* [Requirement] Every line below that includes the word "wooden" needs to be copied.

---

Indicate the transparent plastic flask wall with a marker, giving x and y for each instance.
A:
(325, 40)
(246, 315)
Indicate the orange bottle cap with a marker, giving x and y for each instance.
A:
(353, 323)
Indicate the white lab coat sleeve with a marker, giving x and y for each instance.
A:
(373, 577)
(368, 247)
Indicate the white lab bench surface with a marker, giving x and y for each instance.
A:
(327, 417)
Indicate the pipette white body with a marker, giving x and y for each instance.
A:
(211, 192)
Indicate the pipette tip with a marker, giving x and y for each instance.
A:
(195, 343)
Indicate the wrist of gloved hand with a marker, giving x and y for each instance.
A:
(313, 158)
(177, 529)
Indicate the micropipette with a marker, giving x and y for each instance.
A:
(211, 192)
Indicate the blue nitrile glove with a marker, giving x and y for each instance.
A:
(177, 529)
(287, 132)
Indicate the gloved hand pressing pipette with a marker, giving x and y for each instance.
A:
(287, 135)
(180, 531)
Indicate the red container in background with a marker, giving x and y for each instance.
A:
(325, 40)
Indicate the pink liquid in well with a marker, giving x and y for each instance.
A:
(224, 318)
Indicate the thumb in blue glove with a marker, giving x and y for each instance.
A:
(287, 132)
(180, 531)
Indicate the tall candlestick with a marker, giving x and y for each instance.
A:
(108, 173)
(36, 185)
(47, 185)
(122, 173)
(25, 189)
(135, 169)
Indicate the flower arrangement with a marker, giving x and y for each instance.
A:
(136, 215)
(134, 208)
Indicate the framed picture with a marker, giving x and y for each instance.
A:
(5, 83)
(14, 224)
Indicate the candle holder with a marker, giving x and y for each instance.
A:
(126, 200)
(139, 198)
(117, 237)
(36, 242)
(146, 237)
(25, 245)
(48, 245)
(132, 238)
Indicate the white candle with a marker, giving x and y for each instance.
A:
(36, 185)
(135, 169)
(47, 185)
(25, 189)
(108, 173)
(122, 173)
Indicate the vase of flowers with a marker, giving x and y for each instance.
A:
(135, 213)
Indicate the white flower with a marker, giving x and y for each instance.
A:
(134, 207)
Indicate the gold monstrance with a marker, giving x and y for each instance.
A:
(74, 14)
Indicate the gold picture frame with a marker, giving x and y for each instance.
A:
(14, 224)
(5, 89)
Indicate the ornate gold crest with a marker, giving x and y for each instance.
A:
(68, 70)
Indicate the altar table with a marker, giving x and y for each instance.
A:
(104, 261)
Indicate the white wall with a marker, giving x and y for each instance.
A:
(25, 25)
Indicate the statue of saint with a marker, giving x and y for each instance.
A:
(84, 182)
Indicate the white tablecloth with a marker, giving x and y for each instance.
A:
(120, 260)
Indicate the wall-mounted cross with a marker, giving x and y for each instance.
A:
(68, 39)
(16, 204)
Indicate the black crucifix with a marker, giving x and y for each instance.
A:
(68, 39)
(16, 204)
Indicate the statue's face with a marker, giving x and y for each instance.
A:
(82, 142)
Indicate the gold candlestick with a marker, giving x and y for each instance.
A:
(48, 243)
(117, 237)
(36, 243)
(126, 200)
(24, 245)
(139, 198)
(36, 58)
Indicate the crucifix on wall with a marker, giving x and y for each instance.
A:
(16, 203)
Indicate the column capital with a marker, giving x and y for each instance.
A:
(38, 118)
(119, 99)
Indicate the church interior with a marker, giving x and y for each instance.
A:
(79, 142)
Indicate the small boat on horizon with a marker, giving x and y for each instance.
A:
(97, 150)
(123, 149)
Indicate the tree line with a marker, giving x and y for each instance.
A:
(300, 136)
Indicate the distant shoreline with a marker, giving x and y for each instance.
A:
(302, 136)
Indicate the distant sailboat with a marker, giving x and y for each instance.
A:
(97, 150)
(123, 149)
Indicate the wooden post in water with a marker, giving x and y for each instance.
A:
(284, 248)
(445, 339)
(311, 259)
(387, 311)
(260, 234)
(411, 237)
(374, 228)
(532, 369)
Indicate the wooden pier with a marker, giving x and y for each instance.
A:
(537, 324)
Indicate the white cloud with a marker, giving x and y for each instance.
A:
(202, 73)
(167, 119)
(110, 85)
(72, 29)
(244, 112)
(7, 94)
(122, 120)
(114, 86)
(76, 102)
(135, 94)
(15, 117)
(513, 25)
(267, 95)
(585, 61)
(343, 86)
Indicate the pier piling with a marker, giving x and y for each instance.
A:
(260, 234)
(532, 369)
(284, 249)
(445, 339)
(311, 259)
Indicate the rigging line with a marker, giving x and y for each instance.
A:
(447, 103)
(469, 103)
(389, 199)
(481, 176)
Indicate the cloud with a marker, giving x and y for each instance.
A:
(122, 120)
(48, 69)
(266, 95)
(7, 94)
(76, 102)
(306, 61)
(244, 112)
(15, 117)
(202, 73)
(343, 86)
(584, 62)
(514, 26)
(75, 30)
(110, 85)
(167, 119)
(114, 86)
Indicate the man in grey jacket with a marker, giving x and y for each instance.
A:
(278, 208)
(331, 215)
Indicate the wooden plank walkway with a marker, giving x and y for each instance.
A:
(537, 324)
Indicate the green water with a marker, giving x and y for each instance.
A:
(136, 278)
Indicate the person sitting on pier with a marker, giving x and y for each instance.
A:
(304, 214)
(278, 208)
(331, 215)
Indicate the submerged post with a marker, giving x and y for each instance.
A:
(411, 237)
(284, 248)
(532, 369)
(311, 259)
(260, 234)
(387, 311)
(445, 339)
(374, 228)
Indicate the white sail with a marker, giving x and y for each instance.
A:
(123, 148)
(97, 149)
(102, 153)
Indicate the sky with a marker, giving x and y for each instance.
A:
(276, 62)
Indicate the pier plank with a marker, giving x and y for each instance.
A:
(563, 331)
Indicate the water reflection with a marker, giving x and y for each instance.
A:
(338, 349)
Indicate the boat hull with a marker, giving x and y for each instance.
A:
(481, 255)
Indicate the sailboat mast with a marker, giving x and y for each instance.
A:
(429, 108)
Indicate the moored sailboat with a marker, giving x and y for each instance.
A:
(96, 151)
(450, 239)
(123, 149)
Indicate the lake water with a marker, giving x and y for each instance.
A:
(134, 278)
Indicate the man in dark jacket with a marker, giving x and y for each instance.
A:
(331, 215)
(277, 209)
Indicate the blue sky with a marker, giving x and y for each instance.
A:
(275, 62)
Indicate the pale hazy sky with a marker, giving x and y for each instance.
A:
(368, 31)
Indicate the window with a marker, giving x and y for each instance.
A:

---

* [Solved problem]
Indicate the wooden post in water with a marker, giving x and y for each instance.
Indicate the wooden pier with a marker, giving x and y for each instance.
Indicate the wooden plank walkway with a marker, giving x and y for each instance.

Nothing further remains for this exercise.